__Exercise materials__:
— START —
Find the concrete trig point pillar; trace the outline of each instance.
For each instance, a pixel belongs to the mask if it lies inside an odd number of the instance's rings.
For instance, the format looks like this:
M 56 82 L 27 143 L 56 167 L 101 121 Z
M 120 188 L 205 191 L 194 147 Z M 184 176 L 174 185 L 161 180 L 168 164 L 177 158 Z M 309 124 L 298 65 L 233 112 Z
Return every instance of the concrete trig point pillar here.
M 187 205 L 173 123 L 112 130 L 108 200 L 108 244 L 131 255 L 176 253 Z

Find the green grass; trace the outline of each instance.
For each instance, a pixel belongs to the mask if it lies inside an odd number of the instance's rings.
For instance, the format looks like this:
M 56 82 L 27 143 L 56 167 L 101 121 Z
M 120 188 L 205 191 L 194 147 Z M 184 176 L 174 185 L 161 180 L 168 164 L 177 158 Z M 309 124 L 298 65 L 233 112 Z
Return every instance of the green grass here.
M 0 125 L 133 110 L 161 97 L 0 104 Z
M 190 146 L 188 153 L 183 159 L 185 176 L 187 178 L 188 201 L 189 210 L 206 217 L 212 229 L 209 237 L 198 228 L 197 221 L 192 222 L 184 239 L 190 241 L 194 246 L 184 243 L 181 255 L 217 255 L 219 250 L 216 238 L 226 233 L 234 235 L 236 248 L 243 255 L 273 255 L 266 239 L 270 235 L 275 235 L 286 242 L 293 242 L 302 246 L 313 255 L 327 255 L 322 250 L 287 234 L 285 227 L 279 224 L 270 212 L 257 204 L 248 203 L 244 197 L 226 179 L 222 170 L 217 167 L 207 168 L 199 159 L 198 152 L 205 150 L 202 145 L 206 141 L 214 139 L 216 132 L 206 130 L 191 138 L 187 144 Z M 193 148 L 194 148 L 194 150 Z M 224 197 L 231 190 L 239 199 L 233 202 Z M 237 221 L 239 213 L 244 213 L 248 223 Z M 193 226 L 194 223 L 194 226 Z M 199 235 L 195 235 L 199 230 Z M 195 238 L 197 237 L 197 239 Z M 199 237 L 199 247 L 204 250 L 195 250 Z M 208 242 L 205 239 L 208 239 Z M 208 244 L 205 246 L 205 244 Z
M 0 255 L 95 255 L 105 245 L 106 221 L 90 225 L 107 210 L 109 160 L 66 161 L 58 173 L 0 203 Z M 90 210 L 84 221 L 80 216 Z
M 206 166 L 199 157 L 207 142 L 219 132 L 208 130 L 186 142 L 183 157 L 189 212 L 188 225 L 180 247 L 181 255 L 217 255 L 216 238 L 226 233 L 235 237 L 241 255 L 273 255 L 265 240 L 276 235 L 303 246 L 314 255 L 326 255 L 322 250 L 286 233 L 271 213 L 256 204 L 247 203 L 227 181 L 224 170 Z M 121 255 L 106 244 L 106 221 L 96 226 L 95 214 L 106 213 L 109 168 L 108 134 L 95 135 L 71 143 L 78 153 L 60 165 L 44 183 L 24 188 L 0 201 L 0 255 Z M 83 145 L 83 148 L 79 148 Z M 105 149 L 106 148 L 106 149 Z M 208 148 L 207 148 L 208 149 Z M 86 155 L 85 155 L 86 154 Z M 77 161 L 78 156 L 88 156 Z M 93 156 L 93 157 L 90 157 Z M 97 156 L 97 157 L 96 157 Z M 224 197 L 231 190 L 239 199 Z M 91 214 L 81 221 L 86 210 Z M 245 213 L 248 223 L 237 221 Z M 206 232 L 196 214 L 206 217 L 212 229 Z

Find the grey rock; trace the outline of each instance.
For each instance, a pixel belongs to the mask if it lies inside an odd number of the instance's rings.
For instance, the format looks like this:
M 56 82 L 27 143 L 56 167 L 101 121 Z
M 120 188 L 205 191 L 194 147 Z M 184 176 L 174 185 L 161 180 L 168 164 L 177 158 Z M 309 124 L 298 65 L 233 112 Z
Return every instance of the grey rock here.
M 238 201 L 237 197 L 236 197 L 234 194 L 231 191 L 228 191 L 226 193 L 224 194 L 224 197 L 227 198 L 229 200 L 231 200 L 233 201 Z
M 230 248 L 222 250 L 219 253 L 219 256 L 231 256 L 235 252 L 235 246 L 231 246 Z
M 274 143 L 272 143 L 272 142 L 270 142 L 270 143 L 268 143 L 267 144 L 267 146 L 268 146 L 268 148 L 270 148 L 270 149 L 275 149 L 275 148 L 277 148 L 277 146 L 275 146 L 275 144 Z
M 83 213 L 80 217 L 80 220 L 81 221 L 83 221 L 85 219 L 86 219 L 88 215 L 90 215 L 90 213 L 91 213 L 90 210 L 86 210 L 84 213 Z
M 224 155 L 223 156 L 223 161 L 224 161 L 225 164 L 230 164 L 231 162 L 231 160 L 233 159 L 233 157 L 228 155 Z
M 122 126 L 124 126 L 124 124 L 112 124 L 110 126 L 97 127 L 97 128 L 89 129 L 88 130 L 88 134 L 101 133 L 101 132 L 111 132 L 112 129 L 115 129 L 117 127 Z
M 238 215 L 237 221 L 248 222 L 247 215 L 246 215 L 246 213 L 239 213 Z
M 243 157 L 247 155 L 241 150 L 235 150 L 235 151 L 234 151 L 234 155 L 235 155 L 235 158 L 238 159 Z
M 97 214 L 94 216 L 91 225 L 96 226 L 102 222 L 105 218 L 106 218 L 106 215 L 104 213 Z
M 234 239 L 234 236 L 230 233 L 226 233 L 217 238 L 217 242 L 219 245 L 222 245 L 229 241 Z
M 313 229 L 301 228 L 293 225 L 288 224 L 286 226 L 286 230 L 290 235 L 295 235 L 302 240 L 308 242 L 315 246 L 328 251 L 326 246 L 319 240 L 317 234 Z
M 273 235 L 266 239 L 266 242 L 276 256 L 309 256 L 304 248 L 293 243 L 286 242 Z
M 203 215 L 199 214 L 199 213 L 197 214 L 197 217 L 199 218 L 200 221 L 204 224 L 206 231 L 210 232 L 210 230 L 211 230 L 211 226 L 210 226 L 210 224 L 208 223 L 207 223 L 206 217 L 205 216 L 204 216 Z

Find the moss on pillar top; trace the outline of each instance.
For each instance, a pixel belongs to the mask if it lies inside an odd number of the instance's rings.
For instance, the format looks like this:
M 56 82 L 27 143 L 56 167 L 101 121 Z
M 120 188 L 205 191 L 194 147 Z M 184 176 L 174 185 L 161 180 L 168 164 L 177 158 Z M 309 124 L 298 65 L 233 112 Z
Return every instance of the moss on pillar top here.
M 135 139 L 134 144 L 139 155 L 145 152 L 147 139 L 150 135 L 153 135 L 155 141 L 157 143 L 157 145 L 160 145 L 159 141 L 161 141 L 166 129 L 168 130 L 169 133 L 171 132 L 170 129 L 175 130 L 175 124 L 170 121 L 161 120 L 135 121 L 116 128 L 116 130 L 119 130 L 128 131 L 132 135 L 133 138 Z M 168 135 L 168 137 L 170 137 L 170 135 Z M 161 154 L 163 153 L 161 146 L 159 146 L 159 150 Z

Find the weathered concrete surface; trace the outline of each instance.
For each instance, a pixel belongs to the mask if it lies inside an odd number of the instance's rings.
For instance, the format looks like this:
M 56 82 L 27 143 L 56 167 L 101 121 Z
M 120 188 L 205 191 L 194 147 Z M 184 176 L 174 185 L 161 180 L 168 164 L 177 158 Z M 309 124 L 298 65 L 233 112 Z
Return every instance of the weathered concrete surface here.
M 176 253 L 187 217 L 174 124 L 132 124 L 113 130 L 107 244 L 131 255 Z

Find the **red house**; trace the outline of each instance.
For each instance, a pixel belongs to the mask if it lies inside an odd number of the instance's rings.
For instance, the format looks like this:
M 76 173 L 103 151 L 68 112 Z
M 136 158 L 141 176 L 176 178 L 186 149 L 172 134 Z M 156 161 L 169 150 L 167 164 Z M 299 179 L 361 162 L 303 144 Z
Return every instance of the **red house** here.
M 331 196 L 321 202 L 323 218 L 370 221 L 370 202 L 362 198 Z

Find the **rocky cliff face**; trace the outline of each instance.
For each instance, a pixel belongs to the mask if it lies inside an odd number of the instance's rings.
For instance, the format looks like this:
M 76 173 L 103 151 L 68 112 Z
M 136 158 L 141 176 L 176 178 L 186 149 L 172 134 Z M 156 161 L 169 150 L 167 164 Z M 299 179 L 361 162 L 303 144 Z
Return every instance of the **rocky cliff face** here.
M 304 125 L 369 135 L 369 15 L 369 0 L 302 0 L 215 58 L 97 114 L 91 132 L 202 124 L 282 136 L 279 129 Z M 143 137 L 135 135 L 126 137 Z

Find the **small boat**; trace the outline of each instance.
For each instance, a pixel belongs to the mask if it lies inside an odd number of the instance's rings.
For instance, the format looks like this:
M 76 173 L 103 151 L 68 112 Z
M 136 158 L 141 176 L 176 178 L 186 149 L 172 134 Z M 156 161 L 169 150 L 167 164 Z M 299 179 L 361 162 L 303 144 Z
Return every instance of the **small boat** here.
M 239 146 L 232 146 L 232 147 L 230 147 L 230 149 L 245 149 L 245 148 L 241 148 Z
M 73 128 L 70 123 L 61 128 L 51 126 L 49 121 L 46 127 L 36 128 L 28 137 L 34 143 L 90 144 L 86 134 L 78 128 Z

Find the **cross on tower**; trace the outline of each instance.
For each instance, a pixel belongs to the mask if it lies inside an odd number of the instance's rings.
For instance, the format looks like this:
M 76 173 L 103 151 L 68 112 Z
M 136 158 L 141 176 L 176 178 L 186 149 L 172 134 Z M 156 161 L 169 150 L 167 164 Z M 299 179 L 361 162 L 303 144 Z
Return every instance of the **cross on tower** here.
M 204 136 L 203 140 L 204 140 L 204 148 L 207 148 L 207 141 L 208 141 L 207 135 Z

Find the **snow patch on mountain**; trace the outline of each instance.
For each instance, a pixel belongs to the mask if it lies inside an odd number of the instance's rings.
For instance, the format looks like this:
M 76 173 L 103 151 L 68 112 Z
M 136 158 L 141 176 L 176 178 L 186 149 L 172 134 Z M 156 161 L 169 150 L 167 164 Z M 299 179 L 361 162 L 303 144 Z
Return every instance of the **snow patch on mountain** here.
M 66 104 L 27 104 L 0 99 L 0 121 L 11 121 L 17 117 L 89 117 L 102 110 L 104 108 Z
— END —
— START —
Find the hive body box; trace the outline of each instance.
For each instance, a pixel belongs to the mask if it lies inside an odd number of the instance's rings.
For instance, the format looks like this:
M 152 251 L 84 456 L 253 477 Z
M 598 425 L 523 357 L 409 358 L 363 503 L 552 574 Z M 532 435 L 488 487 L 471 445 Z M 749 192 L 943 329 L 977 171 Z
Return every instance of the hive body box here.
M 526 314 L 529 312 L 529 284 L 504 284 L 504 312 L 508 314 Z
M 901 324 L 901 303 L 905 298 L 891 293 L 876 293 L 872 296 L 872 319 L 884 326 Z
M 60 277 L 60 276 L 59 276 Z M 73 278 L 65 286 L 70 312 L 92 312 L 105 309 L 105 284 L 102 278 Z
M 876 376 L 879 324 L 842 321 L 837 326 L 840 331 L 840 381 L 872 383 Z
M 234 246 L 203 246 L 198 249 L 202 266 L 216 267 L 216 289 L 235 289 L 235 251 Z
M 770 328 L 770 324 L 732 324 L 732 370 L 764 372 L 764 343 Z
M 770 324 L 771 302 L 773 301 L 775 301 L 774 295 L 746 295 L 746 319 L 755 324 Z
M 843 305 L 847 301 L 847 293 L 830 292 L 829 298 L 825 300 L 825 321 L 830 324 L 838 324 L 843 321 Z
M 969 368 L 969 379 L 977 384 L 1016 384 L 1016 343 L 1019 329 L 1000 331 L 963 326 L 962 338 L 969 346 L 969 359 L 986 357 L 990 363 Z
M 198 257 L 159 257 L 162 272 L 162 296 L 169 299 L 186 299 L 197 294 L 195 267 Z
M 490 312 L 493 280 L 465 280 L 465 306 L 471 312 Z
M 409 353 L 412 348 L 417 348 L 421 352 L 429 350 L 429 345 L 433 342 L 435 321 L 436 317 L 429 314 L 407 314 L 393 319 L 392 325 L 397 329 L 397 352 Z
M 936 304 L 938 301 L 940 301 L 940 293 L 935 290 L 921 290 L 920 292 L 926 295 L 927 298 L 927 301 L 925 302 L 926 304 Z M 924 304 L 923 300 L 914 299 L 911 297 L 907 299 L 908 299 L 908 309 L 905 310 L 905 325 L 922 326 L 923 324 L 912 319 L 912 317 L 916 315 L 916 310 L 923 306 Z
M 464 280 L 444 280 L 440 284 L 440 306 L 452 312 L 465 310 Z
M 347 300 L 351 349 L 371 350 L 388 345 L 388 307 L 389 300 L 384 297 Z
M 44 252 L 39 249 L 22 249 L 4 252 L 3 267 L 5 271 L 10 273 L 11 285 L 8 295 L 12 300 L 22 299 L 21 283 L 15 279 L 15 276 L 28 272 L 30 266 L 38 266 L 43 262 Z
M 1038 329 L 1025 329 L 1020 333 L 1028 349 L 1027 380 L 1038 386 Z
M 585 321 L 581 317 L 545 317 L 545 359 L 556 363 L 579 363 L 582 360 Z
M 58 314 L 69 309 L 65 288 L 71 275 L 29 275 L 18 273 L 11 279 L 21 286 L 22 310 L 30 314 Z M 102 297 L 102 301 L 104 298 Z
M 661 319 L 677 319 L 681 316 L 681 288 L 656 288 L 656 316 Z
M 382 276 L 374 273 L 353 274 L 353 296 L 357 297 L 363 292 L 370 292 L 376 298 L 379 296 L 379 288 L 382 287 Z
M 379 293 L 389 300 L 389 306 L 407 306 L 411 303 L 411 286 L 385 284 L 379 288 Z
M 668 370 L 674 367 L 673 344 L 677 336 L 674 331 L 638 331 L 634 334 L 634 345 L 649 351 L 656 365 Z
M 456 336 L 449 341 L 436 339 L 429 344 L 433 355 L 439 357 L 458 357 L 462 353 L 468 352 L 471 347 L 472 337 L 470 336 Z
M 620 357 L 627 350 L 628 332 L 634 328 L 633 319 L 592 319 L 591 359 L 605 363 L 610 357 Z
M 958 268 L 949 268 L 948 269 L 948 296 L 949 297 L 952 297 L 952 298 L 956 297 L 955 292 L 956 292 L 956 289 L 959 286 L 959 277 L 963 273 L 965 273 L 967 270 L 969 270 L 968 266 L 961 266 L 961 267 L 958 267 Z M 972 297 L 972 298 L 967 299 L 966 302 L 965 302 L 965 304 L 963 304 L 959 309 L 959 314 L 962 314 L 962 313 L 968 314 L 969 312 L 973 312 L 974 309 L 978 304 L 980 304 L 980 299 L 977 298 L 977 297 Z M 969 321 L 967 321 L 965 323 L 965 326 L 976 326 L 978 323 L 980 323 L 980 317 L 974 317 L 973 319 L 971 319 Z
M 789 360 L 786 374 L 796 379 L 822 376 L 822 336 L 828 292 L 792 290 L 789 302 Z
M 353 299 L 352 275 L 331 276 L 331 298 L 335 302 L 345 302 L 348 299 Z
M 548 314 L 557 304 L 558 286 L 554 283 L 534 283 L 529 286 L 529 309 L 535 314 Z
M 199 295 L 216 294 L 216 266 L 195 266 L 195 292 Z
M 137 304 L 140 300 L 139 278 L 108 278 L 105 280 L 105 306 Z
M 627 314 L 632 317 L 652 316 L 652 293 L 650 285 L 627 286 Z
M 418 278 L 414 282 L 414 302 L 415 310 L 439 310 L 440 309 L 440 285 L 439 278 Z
— END —
Replace "outline" with "contour" in the listing lines starting at the line containing "Find the **snow" and ending at the line containing "M 66 104 L 27", and reproduce only those lines with no other change.

Find the **snow patch on mountain**; trace the contour of each instance.
For each instance, a pixel belongs to the mask if it lies inside an odd number of the instance's rings.
For instance, the format looks like this:
M 76 173 L 103 151 L 68 112 Z
M 136 158 L 141 176 L 176 178 L 186 149 L 172 134 Z M 156 161 L 169 150 L 167 164 Z M 299 179 L 361 162 L 303 144 Z
Return every instance of the **snow patch on mountain** here.
M 66 104 L 27 104 L 0 99 L 0 121 L 11 121 L 17 117 L 89 117 L 102 110 L 104 108 Z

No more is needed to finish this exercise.